- Work to be completed
Copy out the entries word for word, from the first line through the line that contains "298L384 320L358 261L272". Leave the pictures out.

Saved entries
--

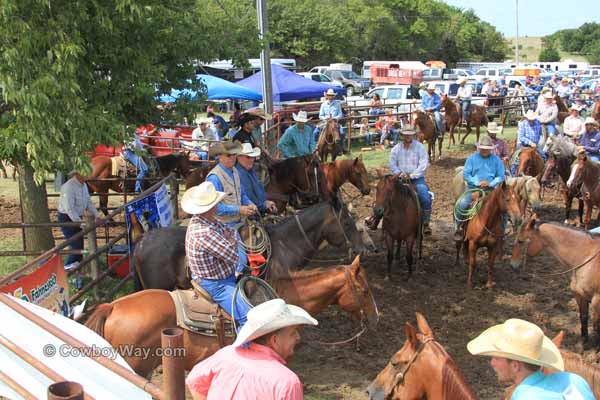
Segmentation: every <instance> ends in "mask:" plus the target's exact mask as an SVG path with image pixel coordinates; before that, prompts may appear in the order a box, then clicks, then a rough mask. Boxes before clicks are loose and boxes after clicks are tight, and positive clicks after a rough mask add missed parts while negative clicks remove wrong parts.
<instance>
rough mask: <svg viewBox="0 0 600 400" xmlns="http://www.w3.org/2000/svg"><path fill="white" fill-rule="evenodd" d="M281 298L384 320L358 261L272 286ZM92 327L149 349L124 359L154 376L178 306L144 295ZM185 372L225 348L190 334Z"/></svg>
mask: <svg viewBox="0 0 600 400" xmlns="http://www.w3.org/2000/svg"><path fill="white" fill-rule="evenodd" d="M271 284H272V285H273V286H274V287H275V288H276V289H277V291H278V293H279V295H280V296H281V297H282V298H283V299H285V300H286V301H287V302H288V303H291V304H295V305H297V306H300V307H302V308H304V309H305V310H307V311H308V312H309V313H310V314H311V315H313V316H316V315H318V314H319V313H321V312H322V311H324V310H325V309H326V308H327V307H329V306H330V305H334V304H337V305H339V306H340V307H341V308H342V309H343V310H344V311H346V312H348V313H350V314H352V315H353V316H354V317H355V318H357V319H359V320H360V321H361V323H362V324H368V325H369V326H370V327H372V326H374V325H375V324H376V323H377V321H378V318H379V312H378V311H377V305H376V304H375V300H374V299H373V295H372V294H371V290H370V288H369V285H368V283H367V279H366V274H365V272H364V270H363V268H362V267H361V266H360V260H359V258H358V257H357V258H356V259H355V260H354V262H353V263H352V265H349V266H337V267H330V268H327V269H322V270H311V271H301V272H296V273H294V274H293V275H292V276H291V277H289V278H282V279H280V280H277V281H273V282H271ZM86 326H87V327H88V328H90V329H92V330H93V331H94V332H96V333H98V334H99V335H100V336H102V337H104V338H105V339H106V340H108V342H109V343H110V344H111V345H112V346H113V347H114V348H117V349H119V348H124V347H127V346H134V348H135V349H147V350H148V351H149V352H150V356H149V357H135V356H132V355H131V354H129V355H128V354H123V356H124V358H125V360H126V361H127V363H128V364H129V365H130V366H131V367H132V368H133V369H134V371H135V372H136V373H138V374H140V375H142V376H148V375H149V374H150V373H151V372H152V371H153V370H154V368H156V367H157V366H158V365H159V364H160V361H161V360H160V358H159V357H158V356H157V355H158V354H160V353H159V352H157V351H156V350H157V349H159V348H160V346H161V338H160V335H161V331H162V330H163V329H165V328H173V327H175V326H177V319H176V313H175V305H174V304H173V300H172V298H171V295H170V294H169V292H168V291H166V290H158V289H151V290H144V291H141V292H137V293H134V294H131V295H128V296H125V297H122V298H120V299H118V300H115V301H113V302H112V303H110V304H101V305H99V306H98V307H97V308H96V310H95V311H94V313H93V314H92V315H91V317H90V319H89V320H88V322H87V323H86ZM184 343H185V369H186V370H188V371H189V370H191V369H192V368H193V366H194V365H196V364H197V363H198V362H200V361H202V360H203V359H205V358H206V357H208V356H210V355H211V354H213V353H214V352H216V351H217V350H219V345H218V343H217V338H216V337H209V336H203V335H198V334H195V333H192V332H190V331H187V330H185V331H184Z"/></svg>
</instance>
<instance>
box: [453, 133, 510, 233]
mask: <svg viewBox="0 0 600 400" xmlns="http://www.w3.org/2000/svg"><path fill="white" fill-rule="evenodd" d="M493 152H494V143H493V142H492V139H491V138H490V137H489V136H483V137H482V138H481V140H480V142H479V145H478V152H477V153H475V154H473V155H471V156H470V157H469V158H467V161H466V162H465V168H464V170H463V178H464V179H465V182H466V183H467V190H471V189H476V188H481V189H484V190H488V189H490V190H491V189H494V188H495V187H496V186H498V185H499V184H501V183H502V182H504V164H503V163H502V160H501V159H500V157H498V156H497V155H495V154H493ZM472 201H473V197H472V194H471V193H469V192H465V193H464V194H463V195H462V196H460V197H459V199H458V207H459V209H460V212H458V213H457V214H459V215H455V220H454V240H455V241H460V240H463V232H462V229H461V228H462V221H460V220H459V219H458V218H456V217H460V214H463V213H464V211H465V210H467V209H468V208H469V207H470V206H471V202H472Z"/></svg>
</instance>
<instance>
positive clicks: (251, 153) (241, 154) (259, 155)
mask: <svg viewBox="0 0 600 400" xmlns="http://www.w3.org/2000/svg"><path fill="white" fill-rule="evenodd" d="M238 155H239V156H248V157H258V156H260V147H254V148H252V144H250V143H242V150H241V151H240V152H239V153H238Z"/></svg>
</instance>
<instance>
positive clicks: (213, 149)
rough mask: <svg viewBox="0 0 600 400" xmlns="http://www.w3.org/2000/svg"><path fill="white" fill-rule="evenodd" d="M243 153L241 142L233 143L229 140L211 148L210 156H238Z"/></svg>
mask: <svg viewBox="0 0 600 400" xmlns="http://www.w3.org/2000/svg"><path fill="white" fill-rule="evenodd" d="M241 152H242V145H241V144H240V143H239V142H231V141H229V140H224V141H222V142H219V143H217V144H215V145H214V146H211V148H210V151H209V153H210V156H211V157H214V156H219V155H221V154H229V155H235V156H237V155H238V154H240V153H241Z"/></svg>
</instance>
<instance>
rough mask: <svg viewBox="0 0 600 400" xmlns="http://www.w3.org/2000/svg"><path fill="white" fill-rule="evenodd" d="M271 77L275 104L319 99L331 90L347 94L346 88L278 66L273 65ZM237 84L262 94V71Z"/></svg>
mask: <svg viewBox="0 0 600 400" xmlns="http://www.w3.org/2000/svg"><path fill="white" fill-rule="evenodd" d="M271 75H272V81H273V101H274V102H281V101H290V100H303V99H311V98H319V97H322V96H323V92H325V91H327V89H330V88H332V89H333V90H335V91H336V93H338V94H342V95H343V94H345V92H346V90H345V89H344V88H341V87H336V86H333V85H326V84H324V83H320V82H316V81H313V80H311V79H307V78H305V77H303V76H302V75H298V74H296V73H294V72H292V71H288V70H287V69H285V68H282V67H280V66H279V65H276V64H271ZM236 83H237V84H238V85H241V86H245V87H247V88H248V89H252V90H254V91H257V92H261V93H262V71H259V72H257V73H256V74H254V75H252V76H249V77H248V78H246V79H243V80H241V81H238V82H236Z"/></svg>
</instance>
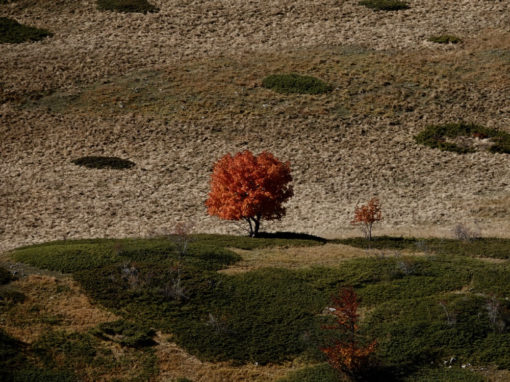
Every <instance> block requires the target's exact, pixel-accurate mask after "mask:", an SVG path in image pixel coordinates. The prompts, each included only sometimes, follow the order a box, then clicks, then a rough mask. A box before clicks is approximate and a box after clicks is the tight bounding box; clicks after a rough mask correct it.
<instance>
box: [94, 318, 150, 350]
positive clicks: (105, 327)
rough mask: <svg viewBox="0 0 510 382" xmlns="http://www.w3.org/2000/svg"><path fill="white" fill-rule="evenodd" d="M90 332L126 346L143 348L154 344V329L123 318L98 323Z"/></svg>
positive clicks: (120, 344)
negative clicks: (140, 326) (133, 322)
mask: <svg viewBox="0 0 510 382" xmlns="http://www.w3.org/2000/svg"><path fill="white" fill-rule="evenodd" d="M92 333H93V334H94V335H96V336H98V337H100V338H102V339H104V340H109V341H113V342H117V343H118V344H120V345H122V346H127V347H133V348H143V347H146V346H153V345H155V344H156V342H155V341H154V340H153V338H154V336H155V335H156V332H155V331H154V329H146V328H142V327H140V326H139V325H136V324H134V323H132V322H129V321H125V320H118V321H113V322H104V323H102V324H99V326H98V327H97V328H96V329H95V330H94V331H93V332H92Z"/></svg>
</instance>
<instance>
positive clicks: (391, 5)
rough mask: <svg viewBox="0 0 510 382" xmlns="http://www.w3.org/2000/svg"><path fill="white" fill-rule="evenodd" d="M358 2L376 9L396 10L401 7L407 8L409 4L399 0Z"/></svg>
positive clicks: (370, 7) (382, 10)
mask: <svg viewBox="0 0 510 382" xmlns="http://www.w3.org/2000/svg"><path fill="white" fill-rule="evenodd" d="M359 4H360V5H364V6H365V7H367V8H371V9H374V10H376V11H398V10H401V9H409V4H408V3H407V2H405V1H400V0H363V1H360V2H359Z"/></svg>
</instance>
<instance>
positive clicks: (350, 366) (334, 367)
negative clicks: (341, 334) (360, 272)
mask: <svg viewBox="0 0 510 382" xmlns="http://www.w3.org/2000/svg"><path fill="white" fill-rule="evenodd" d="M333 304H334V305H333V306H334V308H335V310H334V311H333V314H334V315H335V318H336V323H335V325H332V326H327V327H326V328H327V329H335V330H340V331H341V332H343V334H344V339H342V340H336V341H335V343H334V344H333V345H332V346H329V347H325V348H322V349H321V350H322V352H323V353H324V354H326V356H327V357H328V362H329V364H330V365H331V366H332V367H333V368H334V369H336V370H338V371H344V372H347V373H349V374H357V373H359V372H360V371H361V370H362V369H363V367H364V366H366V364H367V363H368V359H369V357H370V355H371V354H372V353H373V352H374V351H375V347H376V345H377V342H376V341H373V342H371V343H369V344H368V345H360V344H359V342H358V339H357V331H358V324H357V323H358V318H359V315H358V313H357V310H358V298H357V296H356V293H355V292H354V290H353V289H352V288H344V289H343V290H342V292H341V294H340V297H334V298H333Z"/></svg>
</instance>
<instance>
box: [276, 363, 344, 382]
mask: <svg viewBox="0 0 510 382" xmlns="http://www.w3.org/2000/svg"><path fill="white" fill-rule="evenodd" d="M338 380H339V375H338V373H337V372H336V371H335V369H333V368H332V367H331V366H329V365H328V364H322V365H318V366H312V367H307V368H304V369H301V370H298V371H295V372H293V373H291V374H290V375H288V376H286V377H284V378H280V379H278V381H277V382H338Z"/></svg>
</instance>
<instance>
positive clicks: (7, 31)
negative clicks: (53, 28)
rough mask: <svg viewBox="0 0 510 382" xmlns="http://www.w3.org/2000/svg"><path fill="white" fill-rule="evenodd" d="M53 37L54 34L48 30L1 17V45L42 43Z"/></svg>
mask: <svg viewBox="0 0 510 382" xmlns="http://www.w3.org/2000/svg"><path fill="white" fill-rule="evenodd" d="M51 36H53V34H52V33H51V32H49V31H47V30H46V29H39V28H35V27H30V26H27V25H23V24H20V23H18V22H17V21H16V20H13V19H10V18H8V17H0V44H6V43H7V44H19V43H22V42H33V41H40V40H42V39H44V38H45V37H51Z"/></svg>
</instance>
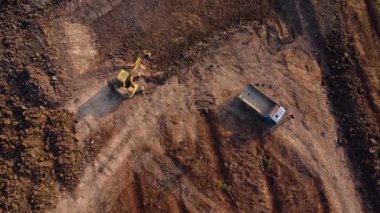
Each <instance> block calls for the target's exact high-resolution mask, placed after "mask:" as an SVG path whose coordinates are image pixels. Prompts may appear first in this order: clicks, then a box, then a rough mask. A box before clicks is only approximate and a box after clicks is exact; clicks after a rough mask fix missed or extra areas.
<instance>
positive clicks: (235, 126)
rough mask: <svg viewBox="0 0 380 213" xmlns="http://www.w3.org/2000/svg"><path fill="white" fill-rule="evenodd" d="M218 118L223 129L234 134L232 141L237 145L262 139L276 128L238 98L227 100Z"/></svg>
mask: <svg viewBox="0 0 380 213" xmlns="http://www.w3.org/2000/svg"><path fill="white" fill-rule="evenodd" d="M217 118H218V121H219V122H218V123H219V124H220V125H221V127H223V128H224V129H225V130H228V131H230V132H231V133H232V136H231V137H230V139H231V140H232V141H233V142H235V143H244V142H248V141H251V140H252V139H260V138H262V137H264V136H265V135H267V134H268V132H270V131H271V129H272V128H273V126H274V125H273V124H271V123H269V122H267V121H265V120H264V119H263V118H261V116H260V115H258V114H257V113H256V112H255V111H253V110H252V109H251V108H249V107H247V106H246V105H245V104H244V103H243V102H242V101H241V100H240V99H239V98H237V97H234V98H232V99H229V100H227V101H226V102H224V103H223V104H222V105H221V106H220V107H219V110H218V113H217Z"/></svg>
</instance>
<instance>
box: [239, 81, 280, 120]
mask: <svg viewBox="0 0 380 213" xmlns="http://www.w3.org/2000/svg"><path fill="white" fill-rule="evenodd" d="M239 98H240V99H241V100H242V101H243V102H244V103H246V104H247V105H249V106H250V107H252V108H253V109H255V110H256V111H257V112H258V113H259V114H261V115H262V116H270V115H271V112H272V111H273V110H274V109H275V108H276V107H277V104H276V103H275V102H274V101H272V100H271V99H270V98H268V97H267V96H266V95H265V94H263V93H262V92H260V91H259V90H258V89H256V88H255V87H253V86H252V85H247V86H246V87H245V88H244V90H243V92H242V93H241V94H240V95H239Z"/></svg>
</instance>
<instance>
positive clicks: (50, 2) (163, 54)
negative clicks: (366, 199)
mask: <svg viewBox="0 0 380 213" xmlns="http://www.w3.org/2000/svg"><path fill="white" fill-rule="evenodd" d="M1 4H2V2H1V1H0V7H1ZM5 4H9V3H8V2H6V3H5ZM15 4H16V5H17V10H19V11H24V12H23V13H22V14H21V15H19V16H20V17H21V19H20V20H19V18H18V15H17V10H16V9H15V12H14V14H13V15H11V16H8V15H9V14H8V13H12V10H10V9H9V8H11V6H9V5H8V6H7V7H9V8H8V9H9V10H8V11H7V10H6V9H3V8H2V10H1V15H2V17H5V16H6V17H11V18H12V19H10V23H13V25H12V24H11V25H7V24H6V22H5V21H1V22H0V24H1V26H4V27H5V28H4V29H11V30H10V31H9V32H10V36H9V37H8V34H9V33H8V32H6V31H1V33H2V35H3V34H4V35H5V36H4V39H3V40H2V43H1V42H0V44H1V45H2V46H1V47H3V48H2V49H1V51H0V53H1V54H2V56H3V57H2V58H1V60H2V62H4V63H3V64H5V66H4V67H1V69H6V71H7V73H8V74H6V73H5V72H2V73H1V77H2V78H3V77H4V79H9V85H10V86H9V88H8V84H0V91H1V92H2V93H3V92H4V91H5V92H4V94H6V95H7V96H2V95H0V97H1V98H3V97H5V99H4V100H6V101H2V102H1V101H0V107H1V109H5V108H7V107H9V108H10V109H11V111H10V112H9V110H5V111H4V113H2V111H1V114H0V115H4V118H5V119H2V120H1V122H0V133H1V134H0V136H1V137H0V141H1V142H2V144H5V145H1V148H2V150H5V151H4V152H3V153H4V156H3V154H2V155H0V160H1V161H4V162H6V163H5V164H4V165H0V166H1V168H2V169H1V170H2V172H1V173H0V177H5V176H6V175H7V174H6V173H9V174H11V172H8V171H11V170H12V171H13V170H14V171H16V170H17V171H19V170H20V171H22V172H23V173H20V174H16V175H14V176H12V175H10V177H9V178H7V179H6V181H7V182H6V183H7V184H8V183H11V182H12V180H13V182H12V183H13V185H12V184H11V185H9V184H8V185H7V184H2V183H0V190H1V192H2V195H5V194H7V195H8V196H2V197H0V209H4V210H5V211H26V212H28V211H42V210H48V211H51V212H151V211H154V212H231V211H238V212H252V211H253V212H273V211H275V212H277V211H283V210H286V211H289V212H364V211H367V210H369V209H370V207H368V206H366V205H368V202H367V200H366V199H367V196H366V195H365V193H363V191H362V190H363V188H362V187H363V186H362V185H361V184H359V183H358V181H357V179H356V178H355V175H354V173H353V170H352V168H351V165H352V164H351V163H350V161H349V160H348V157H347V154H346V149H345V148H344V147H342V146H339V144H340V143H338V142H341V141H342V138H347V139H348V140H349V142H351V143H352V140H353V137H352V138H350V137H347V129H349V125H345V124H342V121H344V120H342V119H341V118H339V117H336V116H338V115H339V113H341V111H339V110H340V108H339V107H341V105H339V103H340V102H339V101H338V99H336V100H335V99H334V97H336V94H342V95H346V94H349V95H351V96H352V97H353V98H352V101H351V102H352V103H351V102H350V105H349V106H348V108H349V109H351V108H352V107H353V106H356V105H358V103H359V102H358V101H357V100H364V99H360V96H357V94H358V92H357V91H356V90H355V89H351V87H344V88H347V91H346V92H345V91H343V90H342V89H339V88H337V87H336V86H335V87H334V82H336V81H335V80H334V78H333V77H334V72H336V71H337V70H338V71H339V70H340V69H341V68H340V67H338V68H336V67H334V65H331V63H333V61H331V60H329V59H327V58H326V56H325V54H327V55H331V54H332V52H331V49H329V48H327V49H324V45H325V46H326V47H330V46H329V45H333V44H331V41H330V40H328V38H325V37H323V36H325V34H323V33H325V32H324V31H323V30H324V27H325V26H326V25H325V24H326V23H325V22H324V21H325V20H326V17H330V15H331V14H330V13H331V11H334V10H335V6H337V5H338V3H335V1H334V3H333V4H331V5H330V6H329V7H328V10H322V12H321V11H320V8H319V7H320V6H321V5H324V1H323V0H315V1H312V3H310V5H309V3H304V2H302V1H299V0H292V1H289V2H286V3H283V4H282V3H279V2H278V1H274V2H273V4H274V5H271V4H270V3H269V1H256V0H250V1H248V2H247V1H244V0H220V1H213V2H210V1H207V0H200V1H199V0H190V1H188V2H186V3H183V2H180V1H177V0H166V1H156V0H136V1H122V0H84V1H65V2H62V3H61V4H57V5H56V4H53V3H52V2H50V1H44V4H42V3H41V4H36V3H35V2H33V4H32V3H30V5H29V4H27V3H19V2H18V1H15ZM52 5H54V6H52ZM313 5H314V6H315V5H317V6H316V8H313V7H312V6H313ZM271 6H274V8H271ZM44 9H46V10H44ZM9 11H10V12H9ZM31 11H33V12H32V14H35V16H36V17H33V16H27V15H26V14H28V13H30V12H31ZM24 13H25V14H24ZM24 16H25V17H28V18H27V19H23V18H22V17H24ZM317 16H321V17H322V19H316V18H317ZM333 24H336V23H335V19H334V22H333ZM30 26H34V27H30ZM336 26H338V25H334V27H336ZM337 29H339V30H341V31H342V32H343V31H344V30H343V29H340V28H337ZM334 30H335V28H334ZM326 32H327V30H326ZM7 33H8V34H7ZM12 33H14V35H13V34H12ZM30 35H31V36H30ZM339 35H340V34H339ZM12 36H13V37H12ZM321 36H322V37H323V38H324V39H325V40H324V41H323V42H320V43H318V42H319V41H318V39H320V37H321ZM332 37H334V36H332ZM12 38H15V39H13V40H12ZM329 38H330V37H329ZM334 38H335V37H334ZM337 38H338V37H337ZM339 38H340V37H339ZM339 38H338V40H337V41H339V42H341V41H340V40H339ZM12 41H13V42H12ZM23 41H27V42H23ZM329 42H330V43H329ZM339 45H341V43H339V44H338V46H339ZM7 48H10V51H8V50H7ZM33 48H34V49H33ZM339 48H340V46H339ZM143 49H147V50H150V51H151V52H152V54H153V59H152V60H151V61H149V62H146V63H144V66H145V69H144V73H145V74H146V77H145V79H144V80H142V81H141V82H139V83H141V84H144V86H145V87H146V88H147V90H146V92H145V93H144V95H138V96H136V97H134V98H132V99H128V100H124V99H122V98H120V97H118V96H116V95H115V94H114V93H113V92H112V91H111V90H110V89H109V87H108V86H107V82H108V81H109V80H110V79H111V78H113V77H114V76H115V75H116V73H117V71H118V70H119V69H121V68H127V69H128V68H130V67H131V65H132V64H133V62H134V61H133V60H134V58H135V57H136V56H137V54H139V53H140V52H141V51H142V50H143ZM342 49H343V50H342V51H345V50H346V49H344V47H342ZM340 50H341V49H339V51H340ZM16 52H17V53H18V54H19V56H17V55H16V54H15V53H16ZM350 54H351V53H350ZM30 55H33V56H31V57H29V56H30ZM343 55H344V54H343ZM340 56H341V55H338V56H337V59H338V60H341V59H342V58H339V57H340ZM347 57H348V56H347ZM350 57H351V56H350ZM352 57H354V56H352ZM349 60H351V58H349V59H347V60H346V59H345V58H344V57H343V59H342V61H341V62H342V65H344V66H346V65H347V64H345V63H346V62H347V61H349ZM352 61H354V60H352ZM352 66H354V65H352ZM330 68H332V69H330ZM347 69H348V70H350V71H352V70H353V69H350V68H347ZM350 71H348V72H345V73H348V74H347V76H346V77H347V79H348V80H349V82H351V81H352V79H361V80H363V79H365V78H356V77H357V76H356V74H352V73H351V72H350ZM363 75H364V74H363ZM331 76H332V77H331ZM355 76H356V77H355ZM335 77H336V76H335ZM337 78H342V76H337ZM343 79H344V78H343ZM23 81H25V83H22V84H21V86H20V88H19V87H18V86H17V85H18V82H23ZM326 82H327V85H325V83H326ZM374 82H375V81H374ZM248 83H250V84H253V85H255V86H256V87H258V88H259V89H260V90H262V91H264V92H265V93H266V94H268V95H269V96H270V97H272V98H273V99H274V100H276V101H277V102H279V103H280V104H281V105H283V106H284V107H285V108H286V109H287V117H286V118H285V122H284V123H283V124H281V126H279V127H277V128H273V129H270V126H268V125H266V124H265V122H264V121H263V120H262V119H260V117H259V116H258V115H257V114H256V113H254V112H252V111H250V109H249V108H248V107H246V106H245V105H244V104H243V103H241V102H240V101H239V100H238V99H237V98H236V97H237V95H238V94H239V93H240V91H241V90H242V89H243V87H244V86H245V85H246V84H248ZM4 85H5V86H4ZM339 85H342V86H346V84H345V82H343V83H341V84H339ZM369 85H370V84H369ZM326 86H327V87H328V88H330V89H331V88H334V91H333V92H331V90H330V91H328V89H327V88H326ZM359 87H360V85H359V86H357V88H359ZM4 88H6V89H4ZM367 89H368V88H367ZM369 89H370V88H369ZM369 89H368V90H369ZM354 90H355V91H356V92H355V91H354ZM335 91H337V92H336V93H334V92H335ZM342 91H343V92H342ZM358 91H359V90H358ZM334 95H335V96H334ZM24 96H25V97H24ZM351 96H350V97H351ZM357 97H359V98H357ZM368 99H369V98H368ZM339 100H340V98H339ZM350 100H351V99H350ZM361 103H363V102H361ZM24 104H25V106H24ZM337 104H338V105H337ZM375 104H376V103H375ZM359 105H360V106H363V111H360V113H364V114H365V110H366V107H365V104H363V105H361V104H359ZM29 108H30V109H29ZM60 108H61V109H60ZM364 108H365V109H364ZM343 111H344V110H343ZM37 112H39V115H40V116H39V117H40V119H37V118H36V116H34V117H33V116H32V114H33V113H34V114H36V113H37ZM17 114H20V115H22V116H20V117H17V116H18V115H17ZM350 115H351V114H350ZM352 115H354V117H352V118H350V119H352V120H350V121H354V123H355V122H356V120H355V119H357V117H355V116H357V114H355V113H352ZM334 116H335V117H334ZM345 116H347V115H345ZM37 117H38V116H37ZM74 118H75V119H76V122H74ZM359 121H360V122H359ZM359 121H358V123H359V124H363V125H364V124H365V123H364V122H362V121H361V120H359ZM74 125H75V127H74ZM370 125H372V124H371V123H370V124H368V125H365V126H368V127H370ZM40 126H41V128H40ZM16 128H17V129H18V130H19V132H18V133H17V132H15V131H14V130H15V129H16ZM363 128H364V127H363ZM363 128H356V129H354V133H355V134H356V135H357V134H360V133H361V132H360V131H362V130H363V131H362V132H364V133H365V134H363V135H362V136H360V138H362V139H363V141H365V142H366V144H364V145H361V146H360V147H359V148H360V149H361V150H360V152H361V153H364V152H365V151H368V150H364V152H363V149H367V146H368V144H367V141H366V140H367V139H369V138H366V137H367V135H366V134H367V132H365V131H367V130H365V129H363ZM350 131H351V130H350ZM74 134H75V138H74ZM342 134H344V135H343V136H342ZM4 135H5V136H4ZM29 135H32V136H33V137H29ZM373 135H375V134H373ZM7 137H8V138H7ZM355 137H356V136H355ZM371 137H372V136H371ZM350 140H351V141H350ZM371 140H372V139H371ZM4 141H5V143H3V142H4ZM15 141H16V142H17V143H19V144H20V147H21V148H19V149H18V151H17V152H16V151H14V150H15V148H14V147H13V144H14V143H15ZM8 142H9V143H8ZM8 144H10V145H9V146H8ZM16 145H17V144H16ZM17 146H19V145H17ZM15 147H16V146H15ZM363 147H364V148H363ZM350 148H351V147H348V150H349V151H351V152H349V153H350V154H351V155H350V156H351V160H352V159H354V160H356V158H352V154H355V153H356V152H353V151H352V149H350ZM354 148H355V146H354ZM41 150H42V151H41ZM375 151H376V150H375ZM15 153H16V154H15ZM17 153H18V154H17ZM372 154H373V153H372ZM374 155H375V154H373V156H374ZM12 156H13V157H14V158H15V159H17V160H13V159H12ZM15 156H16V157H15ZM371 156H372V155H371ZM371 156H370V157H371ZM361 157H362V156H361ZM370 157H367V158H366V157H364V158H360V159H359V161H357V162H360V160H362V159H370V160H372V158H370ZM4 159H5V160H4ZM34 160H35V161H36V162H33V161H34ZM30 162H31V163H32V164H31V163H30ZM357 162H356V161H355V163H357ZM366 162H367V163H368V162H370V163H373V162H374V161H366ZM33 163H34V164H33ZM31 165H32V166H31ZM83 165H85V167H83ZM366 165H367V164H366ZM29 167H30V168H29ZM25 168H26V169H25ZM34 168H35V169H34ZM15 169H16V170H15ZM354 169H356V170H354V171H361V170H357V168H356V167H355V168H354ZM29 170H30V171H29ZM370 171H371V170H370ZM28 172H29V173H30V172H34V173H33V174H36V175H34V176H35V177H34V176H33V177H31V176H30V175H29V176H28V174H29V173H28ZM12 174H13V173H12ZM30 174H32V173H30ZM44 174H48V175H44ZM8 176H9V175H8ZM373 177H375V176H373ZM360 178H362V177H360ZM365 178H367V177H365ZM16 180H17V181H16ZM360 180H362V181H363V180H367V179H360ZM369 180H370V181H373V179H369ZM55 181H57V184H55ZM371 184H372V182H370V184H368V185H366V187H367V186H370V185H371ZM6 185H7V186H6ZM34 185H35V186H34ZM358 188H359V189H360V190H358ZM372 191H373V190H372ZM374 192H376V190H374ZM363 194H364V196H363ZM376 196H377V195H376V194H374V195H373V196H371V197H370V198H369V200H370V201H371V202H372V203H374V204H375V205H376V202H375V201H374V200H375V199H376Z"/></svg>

--

- Output for this exercise
Segmentation: every <instance> ends in "mask:" plus the target's exact mask as an SVG path with image pixel coordinates; before that, prompts may appear in the order a box, then clicks, then a rough mask. Boxes before clicks are loose and boxes after clicks are tight, and positive clicks after a rough mask add missed parts while negative clicks remove wrong parts.
<instance>
rough mask: <svg viewBox="0 0 600 400" xmlns="http://www.w3.org/2000/svg"><path fill="white" fill-rule="evenodd" d="M281 298L384 320L358 261L272 286ZM92 327L149 349L124 359L154 376L178 306L144 295ZM185 372L225 348L190 334Z"/></svg>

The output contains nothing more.